## Stated task
Reproduce each of the entries below verbatim, line for line, omitting the pictures.

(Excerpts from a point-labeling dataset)
--*--

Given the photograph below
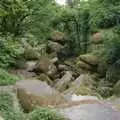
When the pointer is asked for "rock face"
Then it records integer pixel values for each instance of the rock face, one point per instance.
(89, 59)
(97, 38)
(31, 54)
(33, 93)
(57, 36)
(30, 65)
(54, 47)
(91, 111)
(116, 89)
(44, 65)
(64, 82)
(83, 65)
(1, 118)
(81, 86)
(44, 77)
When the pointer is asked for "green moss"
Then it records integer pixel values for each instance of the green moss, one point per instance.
(6, 78)
(8, 108)
(44, 114)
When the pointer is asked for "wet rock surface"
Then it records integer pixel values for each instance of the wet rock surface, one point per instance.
(33, 93)
(96, 111)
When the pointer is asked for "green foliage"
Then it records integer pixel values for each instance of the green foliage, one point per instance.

--*--

## Full solution
Given the photograph below
When the pointer is asked for "rock face"
Then it records integer pixel values for each instance of the rock face, one point per instance.
(89, 59)
(97, 38)
(31, 54)
(33, 93)
(57, 36)
(30, 65)
(54, 47)
(91, 111)
(116, 89)
(44, 65)
(64, 82)
(83, 65)
(1, 118)
(81, 86)
(44, 77)
When the pointer is asked for "green moss"
Then it records integer pixel values for each instance of the green moss, one point per instance.
(6, 78)
(8, 108)
(44, 114)
When the pointer is asked for "wet rock surface"
Then it records integer pixel values for each instance of the wet rock surface, one point per instance.
(33, 93)
(96, 111)
When the pointer is asked for "green foliage"
Then it records integer pixel values for each instance of the green foliage, one point per instance.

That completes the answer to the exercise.